Brief. Output the entries that follow, word for word.
Records shown Block Start
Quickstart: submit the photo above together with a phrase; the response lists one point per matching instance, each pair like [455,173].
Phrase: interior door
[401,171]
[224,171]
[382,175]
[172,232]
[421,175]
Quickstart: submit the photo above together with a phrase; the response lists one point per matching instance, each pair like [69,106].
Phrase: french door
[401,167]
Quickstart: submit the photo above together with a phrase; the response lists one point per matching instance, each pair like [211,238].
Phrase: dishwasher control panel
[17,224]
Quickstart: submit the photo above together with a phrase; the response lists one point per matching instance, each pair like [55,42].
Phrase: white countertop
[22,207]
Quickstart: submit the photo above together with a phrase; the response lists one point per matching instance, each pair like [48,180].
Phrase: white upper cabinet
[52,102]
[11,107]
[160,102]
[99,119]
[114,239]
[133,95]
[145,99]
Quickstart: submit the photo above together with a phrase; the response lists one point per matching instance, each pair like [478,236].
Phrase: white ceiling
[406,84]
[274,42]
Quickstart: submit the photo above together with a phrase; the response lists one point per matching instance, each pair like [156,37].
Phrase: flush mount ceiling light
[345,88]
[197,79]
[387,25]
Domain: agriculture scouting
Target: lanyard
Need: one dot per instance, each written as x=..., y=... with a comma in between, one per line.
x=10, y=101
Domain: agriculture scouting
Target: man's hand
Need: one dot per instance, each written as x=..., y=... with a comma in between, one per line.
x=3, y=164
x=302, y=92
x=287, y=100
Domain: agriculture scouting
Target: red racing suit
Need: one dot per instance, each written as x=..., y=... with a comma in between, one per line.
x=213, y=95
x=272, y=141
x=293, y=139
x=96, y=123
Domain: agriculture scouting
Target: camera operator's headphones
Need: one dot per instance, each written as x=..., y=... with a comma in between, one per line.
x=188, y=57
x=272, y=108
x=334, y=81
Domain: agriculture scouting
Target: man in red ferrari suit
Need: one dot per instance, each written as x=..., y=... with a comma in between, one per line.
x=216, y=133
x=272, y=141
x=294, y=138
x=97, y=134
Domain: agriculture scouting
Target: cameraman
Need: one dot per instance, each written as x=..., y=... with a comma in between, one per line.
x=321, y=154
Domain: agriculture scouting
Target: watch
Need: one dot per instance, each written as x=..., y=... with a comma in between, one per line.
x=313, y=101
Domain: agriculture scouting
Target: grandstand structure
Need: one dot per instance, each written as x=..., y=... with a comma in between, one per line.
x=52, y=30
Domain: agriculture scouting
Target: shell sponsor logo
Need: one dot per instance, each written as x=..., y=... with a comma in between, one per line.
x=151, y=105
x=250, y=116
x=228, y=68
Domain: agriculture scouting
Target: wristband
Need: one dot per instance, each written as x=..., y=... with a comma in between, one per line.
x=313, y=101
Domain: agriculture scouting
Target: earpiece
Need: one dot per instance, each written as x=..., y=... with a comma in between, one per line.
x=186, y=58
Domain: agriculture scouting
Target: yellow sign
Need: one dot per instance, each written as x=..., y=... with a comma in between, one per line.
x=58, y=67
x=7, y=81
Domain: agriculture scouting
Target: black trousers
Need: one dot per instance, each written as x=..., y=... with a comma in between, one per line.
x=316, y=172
Records shown Block End
Written solution.
Quickstart: submit the photo above together with a phrase; the response lists one point per matching instance, each pair like [455,173].
Phrase: interior door
[401,171]
[224,171]
[382,175]
[172,232]
[421,175]
Quickstart: submit the photo above together with a phrase; the response lists one point per matching instance, each pair like [69,106].
Phrase: french door
[401,167]
Quickstart: submit the photo above together with a phrase; the response lists one point per matching instance, each pair like [211,238].
Phrase: dishwasher control panel
[17,224]
Quickstart: submit the photo above together with a phrase; the response lists one point per matching instance, each pair like [55,42].
Phrase: white countertop
[22,207]
Quickstart: submit the photo above together with a phrase; the response lists one point per matching instance, each pair like [48,180].
Phrase: white upper cabinet
[52,102]
[11,107]
[160,102]
[99,119]
[114,239]
[133,95]
[145,99]
Quickstart: submit the photo above together with a phrase; the response lists one point per matching instance, each pair like [478,236].
Phrase: white ceiling
[406,84]
[274,42]
Quickstart: submit the photo above together with a phrase; the response lists one point per matching instance, each pair like [156,37].
Phrase: flush mount ceiling light
[345,88]
[197,79]
[387,25]
Domain: agriculture scouting
Target: lanyard
Need: one dot per instance, each written as x=..., y=... with a comma in between, one per line.
x=10, y=101
Domain: agriculture scouting
Target: man's hand
Need: one dot per instance, each written as x=..., y=... with a comma in between, one per line.
x=3, y=164
x=302, y=92
x=287, y=100
Domain: agriculture scouting
Target: red racing suit
Need: one dot per instance, each written as x=..., y=... with a comma in between, one per line.
x=213, y=95
x=272, y=141
x=293, y=139
x=96, y=123
Domain: agriculture scouting
Target: camera operator's headphones
Need: one dot per instance, each written as x=..., y=... with a comma in between, one per line.
x=188, y=57
x=272, y=108
x=334, y=81
Domain: agriculture scouting
Target: man in red ferrari suit
Need: one dot per instance, each written as x=..., y=... with a comma in between, one per line.
x=216, y=133
x=272, y=141
x=294, y=138
x=97, y=134
Domain: agriculture scouting
Target: cameraman
Need: one dot per instance, each written as x=..., y=... with a comma in between, one per line.
x=321, y=154
Domain: agriculture scouting
Target: watch
Need: one dot per instance, each written as x=..., y=... with a comma in between, one per line.
x=313, y=101
Domain: agriculture scouting
Target: grandstand structure
Need: one dot per instance, each written as x=..., y=... with a comma in between, one per line.
x=52, y=30
Domain: agriculture scouting
Target: shell sponsor logo
Need: one dot per instance, each written as x=..., y=... with a comma in between, one per line.
x=151, y=105
x=250, y=116
x=228, y=68
Domain: agriculture scouting
Target: wristband
Need: one dot per instance, each written as x=..., y=... with a comma in between, one per line.
x=313, y=101
Domain: agriculture scouting
Target: earpiece
Need: one dot per instance, each written as x=..., y=... with a comma in between, one per line.
x=186, y=58
Domain: agriculture scouting
Target: yellow sign
Need: one dot per instance, each written as x=..., y=... with a comma in between, one per line.
x=58, y=67
x=7, y=81
Domain: agriculture scouting
Target: black trousers
Need: one dot per instance, each written as x=..., y=... with a comma in between, one per line.
x=316, y=172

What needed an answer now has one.